▶ [Verilen görev] Aşağıdaki satırlar arasından "logo" dizesini içeren her satırı çıkar. Eşleşme büyük/küçük harfe duyarlıdır.

[Bir koleksiyondan saklanmış öğeler]
§ §

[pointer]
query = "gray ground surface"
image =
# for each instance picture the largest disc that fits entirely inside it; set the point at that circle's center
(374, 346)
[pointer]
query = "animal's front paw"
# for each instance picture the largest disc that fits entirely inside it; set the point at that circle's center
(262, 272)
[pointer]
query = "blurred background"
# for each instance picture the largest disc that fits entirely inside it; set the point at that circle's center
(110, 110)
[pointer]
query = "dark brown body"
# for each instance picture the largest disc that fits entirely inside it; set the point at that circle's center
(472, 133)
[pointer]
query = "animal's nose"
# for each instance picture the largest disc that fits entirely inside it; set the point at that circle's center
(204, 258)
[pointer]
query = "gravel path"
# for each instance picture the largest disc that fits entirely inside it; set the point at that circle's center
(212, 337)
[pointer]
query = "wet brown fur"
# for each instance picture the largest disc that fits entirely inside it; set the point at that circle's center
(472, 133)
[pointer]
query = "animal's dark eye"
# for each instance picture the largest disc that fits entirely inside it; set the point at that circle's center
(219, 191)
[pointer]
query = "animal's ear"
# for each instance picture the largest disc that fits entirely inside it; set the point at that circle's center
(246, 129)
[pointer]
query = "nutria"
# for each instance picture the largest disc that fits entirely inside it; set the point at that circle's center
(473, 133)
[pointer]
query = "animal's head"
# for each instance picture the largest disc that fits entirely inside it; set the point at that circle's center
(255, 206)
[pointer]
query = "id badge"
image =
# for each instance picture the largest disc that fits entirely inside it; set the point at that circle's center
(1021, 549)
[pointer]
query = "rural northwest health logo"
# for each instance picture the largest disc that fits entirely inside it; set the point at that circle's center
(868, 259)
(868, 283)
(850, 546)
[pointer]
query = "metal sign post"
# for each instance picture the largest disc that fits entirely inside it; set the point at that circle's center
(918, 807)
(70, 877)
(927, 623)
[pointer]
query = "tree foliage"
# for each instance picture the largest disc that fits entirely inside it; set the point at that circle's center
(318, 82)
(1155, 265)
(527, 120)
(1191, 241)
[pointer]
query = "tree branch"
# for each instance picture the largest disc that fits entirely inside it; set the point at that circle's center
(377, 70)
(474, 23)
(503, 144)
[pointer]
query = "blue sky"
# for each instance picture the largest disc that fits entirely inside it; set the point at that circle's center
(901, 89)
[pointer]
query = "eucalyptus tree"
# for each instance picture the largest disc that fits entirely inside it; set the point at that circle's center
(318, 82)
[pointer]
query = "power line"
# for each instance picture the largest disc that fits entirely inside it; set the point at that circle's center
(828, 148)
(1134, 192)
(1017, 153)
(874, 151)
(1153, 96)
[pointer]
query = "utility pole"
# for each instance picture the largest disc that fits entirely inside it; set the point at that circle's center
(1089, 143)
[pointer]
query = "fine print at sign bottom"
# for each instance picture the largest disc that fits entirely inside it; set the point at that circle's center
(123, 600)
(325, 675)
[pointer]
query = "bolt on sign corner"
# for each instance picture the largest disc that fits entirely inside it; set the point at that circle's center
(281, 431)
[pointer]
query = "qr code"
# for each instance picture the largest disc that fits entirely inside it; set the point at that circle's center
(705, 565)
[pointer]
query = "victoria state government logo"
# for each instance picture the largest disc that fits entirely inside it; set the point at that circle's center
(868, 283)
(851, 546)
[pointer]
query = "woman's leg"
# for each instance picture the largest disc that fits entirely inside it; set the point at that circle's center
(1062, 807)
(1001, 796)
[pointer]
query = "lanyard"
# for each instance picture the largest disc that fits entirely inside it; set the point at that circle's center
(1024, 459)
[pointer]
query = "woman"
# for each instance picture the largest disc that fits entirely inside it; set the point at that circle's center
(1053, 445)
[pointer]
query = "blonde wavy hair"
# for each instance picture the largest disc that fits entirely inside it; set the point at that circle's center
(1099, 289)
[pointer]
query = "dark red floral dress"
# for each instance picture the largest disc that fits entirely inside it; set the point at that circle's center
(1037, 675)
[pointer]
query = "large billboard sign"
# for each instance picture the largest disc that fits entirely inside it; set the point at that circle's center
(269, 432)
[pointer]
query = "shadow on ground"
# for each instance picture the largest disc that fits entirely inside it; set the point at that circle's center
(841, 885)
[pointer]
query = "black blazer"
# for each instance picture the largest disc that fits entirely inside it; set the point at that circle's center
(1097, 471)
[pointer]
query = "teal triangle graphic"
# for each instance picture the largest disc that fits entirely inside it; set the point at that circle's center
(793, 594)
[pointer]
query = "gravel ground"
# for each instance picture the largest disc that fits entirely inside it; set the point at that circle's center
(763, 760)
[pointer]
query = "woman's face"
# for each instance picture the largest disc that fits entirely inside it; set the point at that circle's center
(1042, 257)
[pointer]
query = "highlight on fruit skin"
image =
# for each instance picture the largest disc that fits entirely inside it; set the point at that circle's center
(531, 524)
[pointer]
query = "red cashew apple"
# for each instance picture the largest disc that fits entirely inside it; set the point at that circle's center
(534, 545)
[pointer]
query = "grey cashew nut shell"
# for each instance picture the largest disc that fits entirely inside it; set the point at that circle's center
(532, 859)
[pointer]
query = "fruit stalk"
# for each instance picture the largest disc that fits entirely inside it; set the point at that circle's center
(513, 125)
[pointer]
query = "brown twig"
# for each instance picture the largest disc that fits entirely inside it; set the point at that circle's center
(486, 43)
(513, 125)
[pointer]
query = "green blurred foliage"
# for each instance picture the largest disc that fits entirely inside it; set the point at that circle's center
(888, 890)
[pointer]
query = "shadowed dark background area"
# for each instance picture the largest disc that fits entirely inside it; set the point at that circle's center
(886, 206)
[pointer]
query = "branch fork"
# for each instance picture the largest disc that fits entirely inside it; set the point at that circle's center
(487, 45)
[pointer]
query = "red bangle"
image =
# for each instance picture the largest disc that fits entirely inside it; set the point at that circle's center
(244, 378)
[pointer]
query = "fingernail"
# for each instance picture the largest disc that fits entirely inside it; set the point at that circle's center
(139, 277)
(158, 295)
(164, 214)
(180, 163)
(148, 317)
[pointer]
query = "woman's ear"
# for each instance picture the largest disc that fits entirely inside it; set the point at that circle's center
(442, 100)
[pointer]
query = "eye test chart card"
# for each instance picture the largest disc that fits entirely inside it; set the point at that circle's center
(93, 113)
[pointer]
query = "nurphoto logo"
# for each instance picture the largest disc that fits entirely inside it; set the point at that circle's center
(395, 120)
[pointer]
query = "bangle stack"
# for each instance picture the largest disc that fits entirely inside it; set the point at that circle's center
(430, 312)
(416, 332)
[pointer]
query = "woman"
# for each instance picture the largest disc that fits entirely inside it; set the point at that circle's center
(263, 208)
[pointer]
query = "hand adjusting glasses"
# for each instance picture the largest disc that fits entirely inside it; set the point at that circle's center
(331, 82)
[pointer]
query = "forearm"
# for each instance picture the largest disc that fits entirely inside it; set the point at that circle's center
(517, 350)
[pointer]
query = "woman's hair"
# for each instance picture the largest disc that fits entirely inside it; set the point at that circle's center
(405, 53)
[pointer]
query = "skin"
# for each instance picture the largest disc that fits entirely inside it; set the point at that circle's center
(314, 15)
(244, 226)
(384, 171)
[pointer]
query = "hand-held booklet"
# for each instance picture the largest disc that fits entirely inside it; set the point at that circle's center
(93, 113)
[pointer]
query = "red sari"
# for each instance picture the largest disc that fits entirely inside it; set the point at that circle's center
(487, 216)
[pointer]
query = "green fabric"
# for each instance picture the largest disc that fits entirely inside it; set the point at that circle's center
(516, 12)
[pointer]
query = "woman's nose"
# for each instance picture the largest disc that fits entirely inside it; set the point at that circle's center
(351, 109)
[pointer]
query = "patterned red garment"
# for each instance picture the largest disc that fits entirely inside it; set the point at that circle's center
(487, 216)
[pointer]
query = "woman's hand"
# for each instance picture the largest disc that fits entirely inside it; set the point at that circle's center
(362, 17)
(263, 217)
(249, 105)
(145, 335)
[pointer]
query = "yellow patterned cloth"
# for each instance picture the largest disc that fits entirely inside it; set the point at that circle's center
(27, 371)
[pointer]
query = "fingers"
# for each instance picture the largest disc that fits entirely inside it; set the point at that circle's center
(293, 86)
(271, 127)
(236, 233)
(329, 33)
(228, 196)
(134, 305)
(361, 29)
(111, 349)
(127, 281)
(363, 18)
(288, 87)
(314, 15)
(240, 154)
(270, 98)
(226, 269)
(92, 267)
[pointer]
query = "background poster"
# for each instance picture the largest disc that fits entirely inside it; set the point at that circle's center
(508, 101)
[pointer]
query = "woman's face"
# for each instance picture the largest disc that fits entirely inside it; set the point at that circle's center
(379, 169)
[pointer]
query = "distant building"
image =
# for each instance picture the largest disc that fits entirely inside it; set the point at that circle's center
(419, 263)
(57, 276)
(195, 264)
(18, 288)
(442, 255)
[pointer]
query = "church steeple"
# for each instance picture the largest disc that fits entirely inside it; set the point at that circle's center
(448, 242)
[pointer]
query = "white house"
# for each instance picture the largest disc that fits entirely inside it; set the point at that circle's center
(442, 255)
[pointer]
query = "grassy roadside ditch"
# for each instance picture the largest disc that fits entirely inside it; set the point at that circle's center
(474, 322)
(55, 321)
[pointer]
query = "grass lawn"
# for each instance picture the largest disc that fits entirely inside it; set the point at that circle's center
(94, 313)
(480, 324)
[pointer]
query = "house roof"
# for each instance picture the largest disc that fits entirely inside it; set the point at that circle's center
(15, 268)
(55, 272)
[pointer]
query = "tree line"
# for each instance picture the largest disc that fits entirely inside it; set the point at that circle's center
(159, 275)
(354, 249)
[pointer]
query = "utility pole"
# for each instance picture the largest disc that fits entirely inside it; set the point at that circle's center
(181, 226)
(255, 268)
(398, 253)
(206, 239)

§ §

▶ [Yanıt]
query = "rural northwest health logo"
query = "victoria state government logo"
query = "nurphoto logo"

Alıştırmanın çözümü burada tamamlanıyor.